Protest against anti-union right-to-work legislation in MIchigan. Photo/James Fassinger

MICHIGAN—In the face of 12,000 protesters, Michigan Governor Rick Snyder signed a right-to-work bill December 11, 2012, making Michigan the 24th state to become right to work.
“I don’t view this as anti-union at all…I believe this is pro-worker,” Snyder said.  Right to Work is pro-worker in the same way the Fugitive Slave Act was pro-labor. Right to Work means a person can work in a unionized workplace and receive all of the built up rights, entitlements and wage levels without paying dues.
Right-to-work laws exist in 23 other U.S. states. Such laws are allowed under the 1947 federal Taft–Hartley Act, Section 14b. All of the former core Southern slave states and a number of states in the Midwest, Plains, and Rocky Mountain regions have right-to-work laws (with five states—Arizona, Arkansas, Florida, Mississippi and Oklahoma—going one step further and writing right-to-work laws in their state constitutions).
Labor, union and nonunion, view the initiative as a direct attack on unions and an indirect attack on all labor designed to make Michigan a low-wage state. Right to Work legislation comes as retribution for Proposal 2, a failed Nov. 6 union-backed ballot initiative that would have barred a right-to-work law in the state constitution.
On December 12, 2012, thousands of union and non-union members rallied and protested against Right to Work in the state capital. Groups as diverse as Michigan Welfare Rights Organization, Occupy “Michigan” groups, notably Detroit, church groups and transitional unions joined hands in united action against the whole corporate agenda to reduce the working class to the wage level of the lowest paid worker. This new level of united action is a wonderful follow up of activity of UAW members supporting the welfare rights agenda and protesting against Snyder’s actions to throw defenseless women and children off welfare and into the streets.

--

- [Challenges]
a – In the article on Michigan's right-to-work law, condense the paragraph beginning "Right-to-work laws exist in 23 other U.S. states" into a short bulleted list that keeps its main facts.
b – Carry the article on Michigan's right-to-work law forward from its final sentence.

- [Dataset extract]
--

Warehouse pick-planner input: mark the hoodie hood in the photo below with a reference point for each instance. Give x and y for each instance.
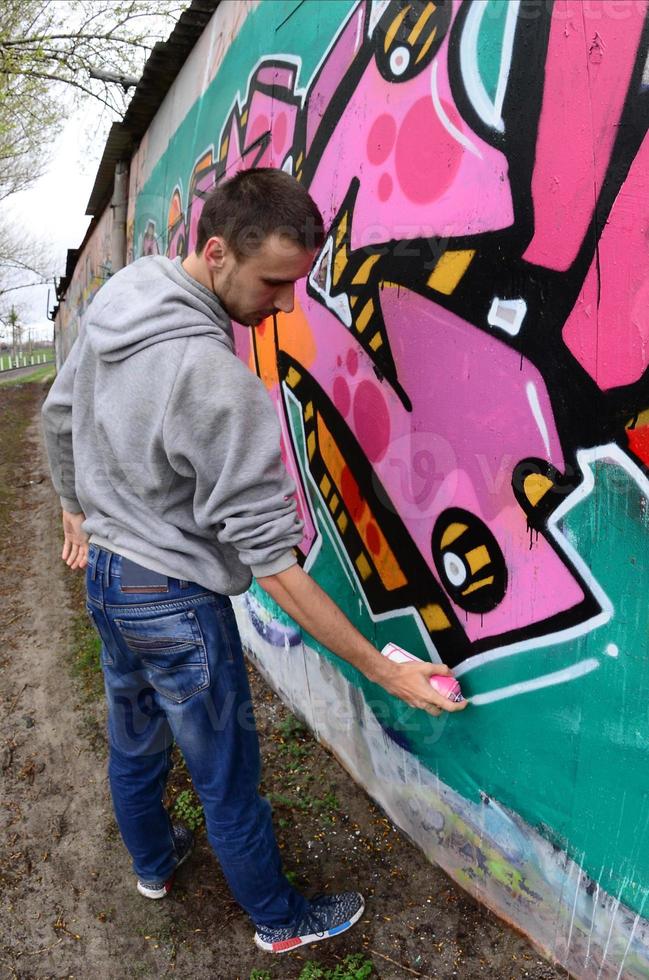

--

- [Answers per task]
a –
- Besides Michigan, 23 other U.S. states have right-to-work laws.
- Section 14b of the 1947 federal Taft–Hartley Act permits such laws.
- They are found in all the former core Southern slave states and in a number of Midwest, Plains, and Rocky Mountain states.
- Arizona, Arkansas, Florida, Mississippi and Oklahoma have written right-to-work laws into their state constitutions.

b –
We can and must build upon united activity and grassroots organizing such as the November victory in recalling the Emergency Manager Act. Although there remains much to be done, the growing new class of unemployed, underemployed, and impoverished can learn basic organization, how to work together and behave as an organized group from our union brothers and sisters. The battle lines are drawn. Legislation to reintroduce the Emergency Manager Law, the transfer of Public Education into corporate hands via the notorious Education Achievement Authority (EAA) laws, attacks on Planned Parenthood coupled with the dismantling of the Safety net for poor women and children, the rip off of the Earned Income Tax Credit and the taxing of Retiree pensions, push the workers lower and lower. These laws are corporate sponsored with we the people on the losing end.
We must find ways to bring the struggles together. Only then can we beat back the fascist attacks and return Michigan to its rightful place as a leader in the causes of labor and humanity.